#### Consigne:
Recopiez fidèlement le passage de l'extrait sur la foi musulmane qui commence par "A côté de ces" et se termine par "les jeux, etc...".

Telles sont les grandes lignes de la foi musulmane, vécue en Afrique comme ailleurs : le
croyant adhère au Dieu Un, Vivant, Subsistant, Qui crée et Qui pardonne, Qui parle aux hommes et
leur dit Ses Volontés. S'agit-il de valeurs traditionnelles de foi, seulement ? Malgré les contestations
de la jeunesse, celle-ci n'en garde pas moins, nostalgiquement, le sens d'un Dieu qui dépasse l'homme
et semble trop "tout autre", tout en désirant secrètement que ce même Dieu se fasse plus proche et plus
intime.
la prière (salât) qui, cinq fois par jour, à des heures précises, répète des gestes et des
prières vocales qui mettent le croyant en état de "service" de son Seigneur ;
l'aumône légale (zakât) avec son doublet (l'aumône surérogatoire ou sadâqa) qui ressemble
à un impôt religieux au bénéfice de la Communauté et des pauvres, laquelle vise à
"purifier" l'appropriation et l'usage des biens terrestres ;
le pèlerinage à la Mecque (hajj), une fois dans la vie, pour qui peut le faire, avec l'acte de
''présence" et d'offrande de 'Arafât et l'immolation d'une bête, en souvenir du sacrifice
d'Abraham dont la foi et l'obéissance sont des modèles pour tout musulman.
A côté de ces obligations essentielles, et en sus des liturgies religieuses (cf. plus haut les
quatre Fêtes du calendrier liturgique musulman), il faut reconnaître que d'autres "pratiques" sont
obligatoires : les interdits alimentaires, la circoncision, la manière de vêtir et de se parer, les jeux, etc...

#### Lignes de données:
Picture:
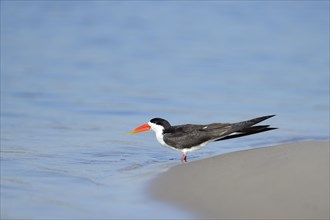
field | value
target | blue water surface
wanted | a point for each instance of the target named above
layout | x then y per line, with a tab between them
76	76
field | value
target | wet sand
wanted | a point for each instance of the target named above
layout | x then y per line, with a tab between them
289	181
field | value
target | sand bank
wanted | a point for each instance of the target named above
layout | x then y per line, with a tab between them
289	181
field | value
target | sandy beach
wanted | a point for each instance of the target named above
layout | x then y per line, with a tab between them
289	181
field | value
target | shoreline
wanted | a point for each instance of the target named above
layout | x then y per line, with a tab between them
286	181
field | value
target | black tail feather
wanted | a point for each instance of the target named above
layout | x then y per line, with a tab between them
247	131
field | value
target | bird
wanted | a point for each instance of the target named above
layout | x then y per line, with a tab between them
190	137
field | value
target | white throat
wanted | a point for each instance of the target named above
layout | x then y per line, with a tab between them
159	133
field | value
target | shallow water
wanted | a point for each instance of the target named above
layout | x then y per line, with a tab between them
77	76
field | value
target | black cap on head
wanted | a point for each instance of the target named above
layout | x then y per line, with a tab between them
161	122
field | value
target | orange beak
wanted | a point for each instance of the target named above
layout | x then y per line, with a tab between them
141	128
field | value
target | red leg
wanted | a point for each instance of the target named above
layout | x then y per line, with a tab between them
184	158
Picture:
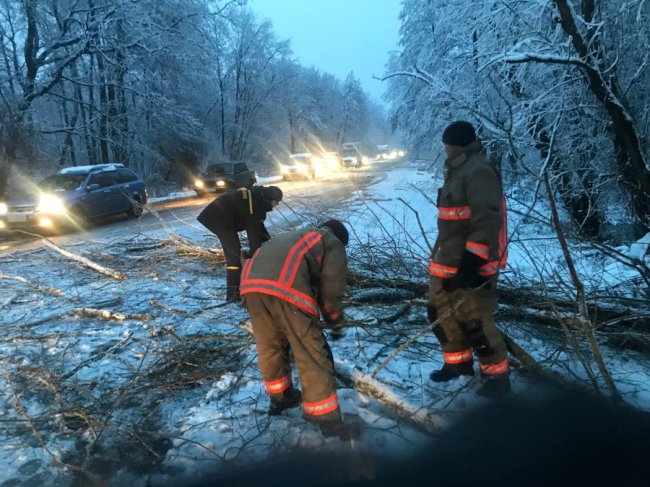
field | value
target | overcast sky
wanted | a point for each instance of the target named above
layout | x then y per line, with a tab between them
338	36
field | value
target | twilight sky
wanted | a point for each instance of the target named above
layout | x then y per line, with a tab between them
338	36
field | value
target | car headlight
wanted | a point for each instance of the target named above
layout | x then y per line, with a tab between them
51	204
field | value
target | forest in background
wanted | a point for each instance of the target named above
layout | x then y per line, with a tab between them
163	86
558	88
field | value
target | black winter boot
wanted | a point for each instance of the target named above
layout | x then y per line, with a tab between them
495	386
452	371
289	399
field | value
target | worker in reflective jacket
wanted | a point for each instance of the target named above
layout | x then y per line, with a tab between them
230	213
470	250
286	286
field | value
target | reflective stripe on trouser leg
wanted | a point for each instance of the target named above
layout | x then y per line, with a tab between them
272	346
312	355
454	358
476	315
278	386
495	369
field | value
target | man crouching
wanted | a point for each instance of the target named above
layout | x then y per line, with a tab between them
286	286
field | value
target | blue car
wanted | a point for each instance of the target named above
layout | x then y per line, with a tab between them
76	197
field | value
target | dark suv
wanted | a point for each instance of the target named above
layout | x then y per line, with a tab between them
75	196
220	177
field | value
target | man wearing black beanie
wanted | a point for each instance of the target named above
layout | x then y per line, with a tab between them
287	286
470	250
230	213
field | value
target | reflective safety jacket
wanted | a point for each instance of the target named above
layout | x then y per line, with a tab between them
471	215
307	268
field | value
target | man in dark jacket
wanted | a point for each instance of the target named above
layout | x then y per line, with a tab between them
286	286
230	213
470	250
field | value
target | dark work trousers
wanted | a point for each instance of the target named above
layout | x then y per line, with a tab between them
466	320
231	246
278	326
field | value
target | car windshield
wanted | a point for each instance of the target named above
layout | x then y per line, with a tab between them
219	169
62	182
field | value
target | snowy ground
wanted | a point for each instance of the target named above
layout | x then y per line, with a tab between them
167	389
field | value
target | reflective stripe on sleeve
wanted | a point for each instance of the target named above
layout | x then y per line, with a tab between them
278	386
495	369
442	270
454	213
321	407
458	357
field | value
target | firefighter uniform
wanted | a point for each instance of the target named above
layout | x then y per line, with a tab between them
470	250
286	286
230	213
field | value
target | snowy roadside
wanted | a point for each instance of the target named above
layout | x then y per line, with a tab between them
171	391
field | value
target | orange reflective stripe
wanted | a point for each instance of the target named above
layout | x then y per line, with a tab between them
278	386
295	256
273	288
503	237
454	213
442	270
483	251
322	407
489	269
495	369
458	357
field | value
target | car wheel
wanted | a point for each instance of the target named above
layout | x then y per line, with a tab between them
136	207
80	218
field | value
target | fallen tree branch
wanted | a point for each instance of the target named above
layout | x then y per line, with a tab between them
105	314
364	384
22	280
86	262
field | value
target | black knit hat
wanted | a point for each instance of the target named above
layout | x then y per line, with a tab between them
272	193
338	229
459	133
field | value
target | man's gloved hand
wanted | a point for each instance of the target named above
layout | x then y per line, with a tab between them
337	330
467	275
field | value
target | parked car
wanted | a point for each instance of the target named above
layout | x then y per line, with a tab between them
351	155
301	166
220	177
76	196
332	162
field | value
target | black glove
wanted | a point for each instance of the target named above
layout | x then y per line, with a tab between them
337	330
467	275
432	313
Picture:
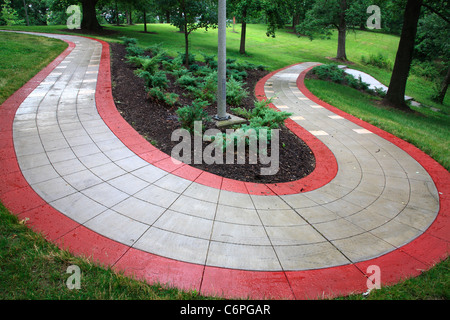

#### Corrigé détaillé:
A côté de ces obligations essentielles, et en sus des liturgies religieuses (cf. plus haut les
quatre Fêtes du calendrier liturgique musulman), il faut reconnaître que d'autres "pratiques" sont
obligatoires : les interdits alimentaires, la circoncision, la manière de vêtir et de se parer, les jeux, etc...